ЗАДАНИЕ: Проверьте по фрагменту о Вайнштоке три утверждения: (а) Вайншток владеет книжной лавкой; (б) людей, которые якобы следят за ним, Вайншток называл «шпионами»; (в) Азеф предостерегает от маленького человека в белом. Для каждого утверждения ответьте «да» или «нет» и дословно процитируйте решающие слова фрагмента.

ТЕКСТОВЫЙ ФРАГМЕНТ:

------

Ольга Сконечная - Русский параноидальный роман. Федор Сологуб, Андрей Белый, Владимир Набоков
Но это другое, неведомое «я», будучи еще более отчуждено от владельца, и вовсе опасно. «Я» преследующее, «я», обратившееся во множество врагов, и в этом качестве остро пережитое символистской культурой, воплотилось в версии Смурова, развиваемой эзотериком Вайнштоком. Владелец книжной лавки, любитель Эдгара По и «паутинного ужаса тайных обществ», занятый опытами с потусторонним и водящий дружбу с «розово-рыжей» дамой, читающей теософский журнал, Вайншток пародирует атмосферу и настроения начала века, перекочевавшие в эмиграцию, вместе с рыжеволосой З. Гиппиус и ее кругом[645]. В его восприятии самый воздух кишит посланцами оккультно-политических сил, мишенью коих в этом мире избран он сам. «Вайншток был убежден, что какие-то люди, которых он с таинственной лаконичностью и со зловещим ударением на первом слоге называл “агенты”, постоянно за ним следят». Будучи спиритом, т. е. владея эфемернейшей системой коммуникаций, он не случайно оказывается первой фигурой, встреченной Смуровым в его потусторонней ипостаси и вводящей новоприбывший дух в его новую среду. Теософская интуиция, проницательное знание оккультиста наводит Вайнштока на мысль о том, что тихий юноша, которого он берет к себе на службу, – совсем не то, чем он кажется. «Они всюду, – говорил он веско и тихо. – Они всюду. Я прихожу в дом, там пять, десять, ну двадцать человек… И среди них, без всякого сомнения, ах, без всякого сомнения, хоть один агент. Вот я говорю с Иван Ивановичем, и кто может побожиться, что Иван Иванович чист? Вот у меня человек служит в конторе, – да, скажем, не в книжной лавке, а в какой-то конторе, я хочу все это без всяких личностей, вы меня понимаете, ну и разве я могу знать, что он не агент? Всюду, господа, всюду… Это такая тонкая слежка… Я прихожу в гости, все друг друга знают, и все-таки вы не гарантированы, что вот этот скромный и деликатный Иван Иванович не является…»[646] Вайнштоковский корреспондент Азеф как будто подтверждает темный лик героя: «Бойтесь некоего человека. Он идет по моим стопам. Он следит, заманивает, предает. ‹…› Будьте начеку. Бойтесь маленького человека в черном. Не доверяйте скромности вида»[647]. И вот Смуров видит себя через несколько лет в обрамлении вайнштоковской конспирологии: «…Это был человек, сотканный из недомолвок и скрывающий какую-то тайну. ‹…› Кем он был послан и за кем следил – трудно сказать»[648].

------

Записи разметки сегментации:
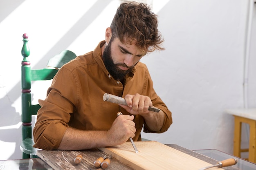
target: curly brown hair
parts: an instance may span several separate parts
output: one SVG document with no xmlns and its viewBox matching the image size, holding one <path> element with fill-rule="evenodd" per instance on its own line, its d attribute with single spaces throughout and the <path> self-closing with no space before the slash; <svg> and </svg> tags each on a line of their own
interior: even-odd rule
<svg viewBox="0 0 256 170">
<path fill-rule="evenodd" d="M 164 40 L 157 29 L 157 15 L 150 10 L 142 3 L 121 4 L 110 25 L 112 38 L 124 44 L 135 40 L 135 46 L 145 53 L 164 50 L 160 46 Z"/>
</svg>

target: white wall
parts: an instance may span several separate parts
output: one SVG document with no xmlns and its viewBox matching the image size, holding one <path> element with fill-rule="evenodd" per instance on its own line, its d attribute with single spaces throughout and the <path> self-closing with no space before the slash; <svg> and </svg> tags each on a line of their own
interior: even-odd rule
<svg viewBox="0 0 256 170">
<path fill-rule="evenodd" d="M 256 5 L 248 46 L 249 1 L 148 1 L 159 16 L 166 50 L 141 61 L 148 66 L 155 90 L 172 112 L 173 123 L 165 133 L 142 133 L 143 137 L 191 150 L 232 153 L 234 119 L 224 110 L 244 107 L 247 49 L 248 106 L 256 107 Z M 93 50 L 103 39 L 120 2 L 0 0 L 0 160 L 21 158 L 23 33 L 29 35 L 31 66 L 43 67 L 62 50 L 77 55 Z M 33 96 L 33 102 L 45 97 L 42 89 L 48 86 L 35 90 L 43 92 Z M 247 137 L 243 137 L 246 143 Z"/>
</svg>

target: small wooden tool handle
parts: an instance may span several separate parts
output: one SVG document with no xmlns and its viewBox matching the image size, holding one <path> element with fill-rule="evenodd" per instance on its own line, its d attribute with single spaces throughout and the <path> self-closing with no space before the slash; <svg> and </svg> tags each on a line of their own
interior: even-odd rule
<svg viewBox="0 0 256 170">
<path fill-rule="evenodd" d="M 104 160 L 101 163 L 101 168 L 103 169 L 106 169 L 108 168 L 108 166 L 110 164 L 110 160 L 108 158 L 107 158 Z"/>
<path fill-rule="evenodd" d="M 220 162 L 222 164 L 222 166 L 221 166 L 220 168 L 225 167 L 226 166 L 236 165 L 237 163 L 237 160 L 234 158 L 230 158 L 220 161 Z"/>
<path fill-rule="evenodd" d="M 94 166 L 95 168 L 99 168 L 101 167 L 101 162 L 104 161 L 104 158 L 102 157 L 100 157 L 98 159 L 94 161 L 93 163 L 93 165 L 94 165 Z"/>
<path fill-rule="evenodd" d="M 105 93 L 103 95 L 103 101 L 127 106 L 125 99 L 111 94 Z"/>
<path fill-rule="evenodd" d="M 83 157 L 81 155 L 79 155 L 76 156 L 76 157 L 74 159 L 74 162 L 76 164 L 79 164 L 82 161 L 82 159 L 83 159 Z"/>
</svg>

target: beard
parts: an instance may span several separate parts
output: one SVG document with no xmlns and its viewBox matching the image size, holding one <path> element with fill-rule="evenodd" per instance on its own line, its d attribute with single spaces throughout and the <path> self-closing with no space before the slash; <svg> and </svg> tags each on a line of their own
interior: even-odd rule
<svg viewBox="0 0 256 170">
<path fill-rule="evenodd" d="M 127 74 L 132 72 L 134 66 L 128 67 L 125 63 L 115 64 L 111 56 L 111 42 L 112 38 L 110 40 L 108 45 L 105 48 L 102 54 L 102 59 L 106 68 L 114 79 L 123 82 L 124 77 Z M 127 70 L 123 70 L 118 66 L 121 66 L 129 68 Z"/>
</svg>

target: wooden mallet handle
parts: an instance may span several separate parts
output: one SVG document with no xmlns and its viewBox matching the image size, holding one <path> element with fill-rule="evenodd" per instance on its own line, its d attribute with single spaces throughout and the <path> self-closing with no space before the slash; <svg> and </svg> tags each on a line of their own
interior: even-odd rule
<svg viewBox="0 0 256 170">
<path fill-rule="evenodd" d="M 82 159 L 83 159 L 83 157 L 81 155 L 79 155 L 76 156 L 76 157 L 74 159 L 74 162 L 76 164 L 79 164 L 82 161 Z"/>
<path fill-rule="evenodd" d="M 100 157 L 94 161 L 93 164 L 95 168 L 99 168 L 101 167 L 101 163 L 104 161 L 104 158 L 102 157 Z"/>
<path fill-rule="evenodd" d="M 105 93 L 103 95 L 103 101 L 127 106 L 125 99 L 111 94 Z"/>
<path fill-rule="evenodd" d="M 234 158 L 230 158 L 220 161 L 219 162 L 219 163 L 222 165 L 220 167 L 220 168 L 222 168 L 236 165 L 237 163 L 237 160 L 236 159 Z"/>
<path fill-rule="evenodd" d="M 111 95 L 111 94 L 105 93 L 103 95 L 103 101 L 127 106 L 127 104 L 125 101 L 125 99 L 119 96 Z M 148 110 L 157 113 L 158 113 L 160 111 L 160 109 L 158 109 L 157 108 L 153 108 L 151 107 L 149 107 Z"/>
</svg>

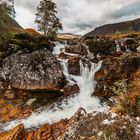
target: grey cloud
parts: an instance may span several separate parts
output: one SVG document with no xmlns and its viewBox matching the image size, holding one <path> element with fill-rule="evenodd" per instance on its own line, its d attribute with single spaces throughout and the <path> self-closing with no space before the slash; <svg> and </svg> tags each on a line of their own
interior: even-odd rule
<svg viewBox="0 0 140 140">
<path fill-rule="evenodd" d="M 36 28 L 33 19 L 39 1 L 40 0 L 16 0 L 17 19 L 19 22 L 24 19 L 24 21 L 22 20 L 22 22 L 24 22 L 24 27 L 32 26 Z M 64 28 L 63 32 L 84 34 L 91 29 L 106 23 L 134 19 L 140 16 L 139 0 L 53 1 L 57 3 L 58 16 L 61 19 Z M 25 12 L 26 15 L 20 13 L 20 11 L 26 10 L 28 11 L 28 13 Z"/>
</svg>

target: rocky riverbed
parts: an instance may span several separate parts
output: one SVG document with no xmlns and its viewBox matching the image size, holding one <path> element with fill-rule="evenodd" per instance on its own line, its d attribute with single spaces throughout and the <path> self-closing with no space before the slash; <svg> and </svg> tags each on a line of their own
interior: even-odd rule
<svg viewBox="0 0 140 140">
<path fill-rule="evenodd" d="M 139 45 L 95 37 L 7 56 L 0 140 L 139 140 Z"/>
</svg>

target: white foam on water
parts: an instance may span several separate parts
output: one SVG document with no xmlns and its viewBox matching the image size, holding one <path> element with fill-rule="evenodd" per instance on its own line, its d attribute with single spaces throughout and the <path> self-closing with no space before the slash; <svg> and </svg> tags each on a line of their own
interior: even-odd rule
<svg viewBox="0 0 140 140">
<path fill-rule="evenodd" d="M 54 49 L 57 50 L 58 49 Z M 16 125 L 23 123 L 25 128 L 38 127 L 44 123 L 54 123 L 61 119 L 70 118 L 77 110 L 82 107 L 88 113 L 93 111 L 107 111 L 107 106 L 102 105 L 97 97 L 92 97 L 96 86 L 95 73 L 100 70 L 102 62 L 98 64 L 91 63 L 91 68 L 87 64 L 83 65 L 80 61 L 80 76 L 70 75 L 68 73 L 67 61 L 59 60 L 64 68 L 64 74 L 68 81 L 74 81 L 80 88 L 79 94 L 69 97 L 63 101 L 56 102 L 53 107 L 45 107 L 41 112 L 34 112 L 31 116 L 23 120 L 16 120 L 4 127 L 5 130 L 12 129 Z"/>
</svg>

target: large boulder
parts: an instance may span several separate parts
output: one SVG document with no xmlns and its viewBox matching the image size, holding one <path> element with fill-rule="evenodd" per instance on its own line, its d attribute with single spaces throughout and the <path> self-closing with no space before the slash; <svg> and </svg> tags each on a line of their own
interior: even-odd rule
<svg viewBox="0 0 140 140">
<path fill-rule="evenodd" d="M 32 53 L 18 52 L 3 60 L 1 84 L 21 90 L 59 90 L 65 77 L 58 60 L 47 49 Z"/>
<path fill-rule="evenodd" d="M 139 53 L 106 58 L 103 60 L 100 71 L 96 73 L 97 86 L 94 94 L 97 96 L 113 96 L 117 91 L 123 92 L 127 88 L 125 85 L 131 82 L 133 73 L 139 68 Z"/>
</svg>

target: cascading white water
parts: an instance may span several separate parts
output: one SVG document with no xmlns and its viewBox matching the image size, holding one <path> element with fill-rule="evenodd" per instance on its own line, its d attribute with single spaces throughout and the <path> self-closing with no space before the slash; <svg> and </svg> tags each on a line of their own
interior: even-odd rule
<svg viewBox="0 0 140 140">
<path fill-rule="evenodd" d="M 59 51 L 58 48 L 54 50 Z M 54 54 L 56 53 L 54 52 Z M 80 88 L 80 93 L 74 97 L 69 97 L 68 99 L 55 103 L 53 107 L 45 107 L 41 112 L 34 112 L 26 119 L 13 121 L 4 128 L 5 130 L 9 130 L 19 123 L 23 123 L 25 128 L 38 127 L 44 123 L 54 123 L 61 119 L 70 118 L 80 107 L 84 108 L 88 113 L 107 110 L 107 106 L 101 105 L 98 98 L 91 97 L 96 85 L 94 76 L 101 68 L 102 62 L 98 64 L 91 63 L 91 68 L 89 68 L 87 64 L 84 66 L 82 61 L 80 61 L 81 75 L 75 76 L 68 73 L 67 61 L 62 59 L 59 59 L 59 61 L 63 65 L 67 80 L 76 82 Z"/>
</svg>

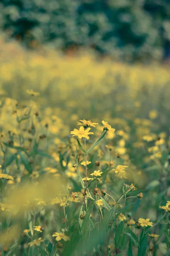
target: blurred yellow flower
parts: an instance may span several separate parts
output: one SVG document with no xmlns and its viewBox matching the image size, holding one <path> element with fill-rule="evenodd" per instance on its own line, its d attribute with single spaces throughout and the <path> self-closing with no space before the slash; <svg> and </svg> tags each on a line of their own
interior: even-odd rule
<svg viewBox="0 0 170 256">
<path fill-rule="evenodd" d="M 32 89 L 31 90 L 27 90 L 26 92 L 27 93 L 31 96 L 38 96 L 38 95 L 40 95 L 40 93 L 34 92 Z"/>
<path fill-rule="evenodd" d="M 107 122 L 103 120 L 102 121 L 102 122 L 104 126 L 104 129 L 105 128 L 105 130 L 106 131 L 111 131 L 113 132 L 115 132 L 115 129 L 112 128 L 111 125 L 109 125 Z"/>
<path fill-rule="evenodd" d="M 140 218 L 139 219 L 138 222 L 140 224 L 141 227 L 147 227 L 148 226 L 153 226 L 153 223 L 150 222 L 150 219 L 143 219 Z"/>
<path fill-rule="evenodd" d="M 34 230 L 36 231 L 38 231 L 38 232 L 42 232 L 42 227 L 41 226 L 34 226 Z"/>
<path fill-rule="evenodd" d="M 101 176 L 102 173 L 103 173 L 102 172 L 100 172 L 100 171 L 99 170 L 98 171 L 94 171 L 94 172 L 91 173 L 90 175 L 91 175 L 92 176 L 94 175 L 95 176 L 97 177 L 97 176 Z"/>
<path fill-rule="evenodd" d="M 44 242 L 45 240 L 43 239 L 42 237 L 40 237 L 36 240 L 34 240 L 32 242 L 30 242 L 28 243 L 28 245 L 31 247 L 33 246 L 33 245 L 37 245 L 37 246 L 40 246 L 40 243 Z"/>
<path fill-rule="evenodd" d="M 87 165 L 90 164 L 90 163 L 91 163 L 91 162 L 90 161 L 86 161 Z M 85 161 L 83 161 L 83 162 L 82 162 L 81 163 L 81 164 L 84 166 L 85 166 Z"/>
<path fill-rule="evenodd" d="M 97 205 L 98 206 L 100 206 L 100 205 L 103 205 L 103 202 L 102 199 L 99 199 L 99 200 L 97 200 L 96 201 L 96 203 L 97 204 Z"/>
<path fill-rule="evenodd" d="M 85 177 L 83 179 L 82 179 L 83 180 L 85 180 L 86 177 Z M 87 177 L 87 180 L 93 180 L 92 178 L 89 178 L 88 177 Z"/>
<path fill-rule="evenodd" d="M 149 117 L 150 119 L 156 119 L 158 116 L 158 113 L 156 110 L 151 110 L 149 113 Z"/>
</svg>

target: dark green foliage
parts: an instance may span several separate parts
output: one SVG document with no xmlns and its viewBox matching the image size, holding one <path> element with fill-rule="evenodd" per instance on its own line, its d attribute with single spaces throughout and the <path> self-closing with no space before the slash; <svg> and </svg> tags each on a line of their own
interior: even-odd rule
<svg viewBox="0 0 170 256">
<path fill-rule="evenodd" d="M 128 61 L 170 56 L 168 0 L 0 0 L 0 8 L 1 29 L 30 47 L 88 47 Z"/>
</svg>

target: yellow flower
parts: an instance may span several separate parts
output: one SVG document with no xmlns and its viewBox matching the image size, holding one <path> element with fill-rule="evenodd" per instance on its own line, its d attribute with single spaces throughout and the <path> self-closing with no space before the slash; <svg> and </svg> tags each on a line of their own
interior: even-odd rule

------

ИТОГОВЫЙ ОТВЕТ:
(а) Да: «Владелец книжной лавки, любитель Эдгара По».
(б) Нет: «со зловещим ударением на первом слоге называл “агенты”».
(в) Нет: «Бойтесь маленького человека в черном».